* Alıntı:
Kültür Devrimi ile birlikte somut olarak ortaya çıkan sosyalizmde sınıf mücadelesinin zorunlu olarak devam ediyor oluşu ve bu mücadelenin gerekliliklerine dair Mao’nun formülasyonu da büyük bir ilham kaynağı olmuştur. KAYPAKKAYA tüm burjuva ideolojiler ile savaşımın sürekli olarak devam etmesi gerektiği, proletaryanın bayrağının ancak bu şekilde muhafaza edilebileceğini kavramış, ideolojik cüretini de bu hattan almıştır. Kültür Devrimi ile revizyonizme ve kapitalist yolculara karşı açılan bayrak, ülkemizde KAYPAKKAYA tarafından devralınmıştır. KAYPAKKAYA, Kültür Devriminin en iyi öğrencilerinden biri, ülkemizde ve dünyada devrim ve komünizm mücadelesinin en önemli öğretmenlerinden biri olmuştur. “ denilerek Kaypakkaya’nın kurucusu olduğu Proletarya Partisinin inşa edildiği sürece dair değiniler yapıldı. Ardından “Reformizme, oportünist uzlaşmacılığa ve revizyonizme karşı açıktan alınan tavır, cüretli devrim ve komünizm savunusu, onun ihtilalci ideolojik çizgisinin burjuva ideolojiler ile uzlaşmaz niteliği bugün dahi egemen gerici sınıfların KAYPAKKAYA korkusunu taze tutmaktadır. KAYPAKKAYA’nın, aylar süren işkencelerin ardından katledilmesinin üzerinden 50 yıl geçmesine rağmen adını anmanın, onun resminin olduğu flamaları taşımanın dahi suç unsuru oluşu, faşizmin korkusunun en büyük dışavurumudur.
Kurucusu olduğu partimiz TKP/ML, aradan geçen 50 yılda kurucu önderimiz İbrahim KAYPAKKAYA’nın bıraktığı teorik-ideolojik mirası, cüreti, devrim ve komünizm mücadelesini kesintisiz devam ettirmektedir. Partimiz Halk Savaşındaki ısrarını sürdürmekte, proletaryanın kızıl bayrağını büyük bir özveri ve coşku ile taşımaktadır. Partimiz, tüm sınıf uzlaşmacı ve proletaryayı komünizm mücadelesinden alıkoyma hedefi ile ortaya çıkan ideolojilere karşı Komünist Önder İbrahim KAYPAKKAYA’dan devraldığı cüret ve irade ile MLM rehberliğinde komünizm yürüyüşünü sürdürmektedir.”
Ardından söz olan KKE(m-l) temsilcisi, “Dünya çapında emperyalistler arası çelişkilerin derinleştiği bir süreçten geçiyoruz. Bu durum dünya halkları için daha ağır koşullar getirmektedir. Bu süreçte işçi ve emekçilerin mücadelesini omuzlayacak ve yükseltecek olan ise Komünist Partilerdir. Bu koşullarda ihtiyacımız olan İbrahim Kaypakkaya gibi halkın içerisinden çıkan önderlerdir. İbrahim Kaypakkaya hem teorik hem de pratik olarak gerçek bir devrimci önder olarak reformizme ve pasifizme karşı duruş gösterdi. Emperyalizme, faşizme ve tüm gericiliğe karşı mücadele yürüttü. Kaypakkaya devrimci teoriyi, devrimci pratiğe dönüştürmeyi başardı. Yaşasın İbrahim Kaypakkaya, Yaşasın TKP/ML” diyerek konuşmasını sonlandırdı.

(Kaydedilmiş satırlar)
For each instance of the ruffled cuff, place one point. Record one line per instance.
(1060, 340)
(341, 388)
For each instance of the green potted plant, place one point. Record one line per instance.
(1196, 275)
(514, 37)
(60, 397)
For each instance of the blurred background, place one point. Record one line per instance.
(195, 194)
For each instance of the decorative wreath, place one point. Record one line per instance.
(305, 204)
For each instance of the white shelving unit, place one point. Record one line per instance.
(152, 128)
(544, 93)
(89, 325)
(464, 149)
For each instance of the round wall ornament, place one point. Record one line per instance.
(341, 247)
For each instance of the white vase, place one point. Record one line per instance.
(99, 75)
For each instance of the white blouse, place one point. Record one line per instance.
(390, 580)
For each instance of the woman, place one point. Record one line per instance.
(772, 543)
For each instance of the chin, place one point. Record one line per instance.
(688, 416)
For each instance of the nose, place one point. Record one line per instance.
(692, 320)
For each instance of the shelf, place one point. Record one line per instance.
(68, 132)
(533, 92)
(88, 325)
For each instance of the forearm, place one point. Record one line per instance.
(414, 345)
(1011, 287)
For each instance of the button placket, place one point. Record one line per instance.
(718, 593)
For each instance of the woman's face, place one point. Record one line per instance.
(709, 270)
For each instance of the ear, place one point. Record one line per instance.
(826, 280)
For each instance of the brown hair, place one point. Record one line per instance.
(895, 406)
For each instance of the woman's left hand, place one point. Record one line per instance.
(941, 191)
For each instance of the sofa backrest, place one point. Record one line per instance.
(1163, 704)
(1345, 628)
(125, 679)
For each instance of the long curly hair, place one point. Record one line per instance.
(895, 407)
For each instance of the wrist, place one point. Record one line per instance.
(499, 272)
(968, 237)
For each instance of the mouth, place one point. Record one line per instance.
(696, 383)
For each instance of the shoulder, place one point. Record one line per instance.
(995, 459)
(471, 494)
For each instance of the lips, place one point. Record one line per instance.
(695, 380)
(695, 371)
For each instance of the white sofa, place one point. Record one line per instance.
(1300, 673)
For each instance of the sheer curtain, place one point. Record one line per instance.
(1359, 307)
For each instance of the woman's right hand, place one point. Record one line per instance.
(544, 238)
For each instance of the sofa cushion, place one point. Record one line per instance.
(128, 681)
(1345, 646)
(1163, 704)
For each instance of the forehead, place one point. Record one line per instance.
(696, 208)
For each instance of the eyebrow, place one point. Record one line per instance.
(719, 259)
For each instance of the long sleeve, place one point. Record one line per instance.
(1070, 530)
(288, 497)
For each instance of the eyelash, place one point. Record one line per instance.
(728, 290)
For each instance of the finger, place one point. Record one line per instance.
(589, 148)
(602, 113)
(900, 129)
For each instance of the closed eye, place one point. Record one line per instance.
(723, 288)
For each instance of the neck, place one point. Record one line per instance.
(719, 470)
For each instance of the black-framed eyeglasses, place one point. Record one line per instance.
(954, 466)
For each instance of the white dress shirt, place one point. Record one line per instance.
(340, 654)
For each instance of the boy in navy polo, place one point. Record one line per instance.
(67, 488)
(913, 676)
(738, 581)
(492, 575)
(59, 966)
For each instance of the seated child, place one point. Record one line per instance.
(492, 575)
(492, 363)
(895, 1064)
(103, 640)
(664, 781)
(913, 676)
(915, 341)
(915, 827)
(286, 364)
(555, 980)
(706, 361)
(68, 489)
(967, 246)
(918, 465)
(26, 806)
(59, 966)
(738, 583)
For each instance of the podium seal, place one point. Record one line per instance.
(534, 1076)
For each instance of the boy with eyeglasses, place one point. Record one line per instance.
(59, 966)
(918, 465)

* Yapılacak İş:
Yukarıdaki Kaypakkaya üzerine alıntıda "Ardından söz olan" sözlerinden aşağıya, "diyerek konuşmasını sonlandırdı." sözlerine kadar olan bölümü hiç değiştirmeden tekrarlayın.

* Alıştırma Sonucu:
Ardından söz olan KKE(m-l) temsilcisi, “Dünya çapında emperyalistler arası çelişkilerin derinleştiği bir süreçten geçiyoruz. Bu durum dünya halkları için daha ağır koşullar getirmektedir. Bu süreçte işçi ve emekçilerin mücadelesini omuzlayacak ve yükseltecek olan ise Komünist Partilerdir. Bu koşullarda ihtiyacımız olan İbrahim Kaypakkaya gibi halkın içerisinden çıkan önderlerdir. İbrahim Kaypakkaya hem teorik hem de pratik olarak gerçek bir devrimci önder olarak reformizme ve pasifizme karşı duruş gösterdi. Emperyalizme, faşizme ve tüm gericiliğe karşı mücadele yürüttü. Kaypakkaya devrimci teoriyi, devrimci pratiğe dönüştürmeyi başardı. Yaşasın İbrahim Kaypakkaya, Yaşasın TKP/ML” diyerek konuşmasını sonlandırdı.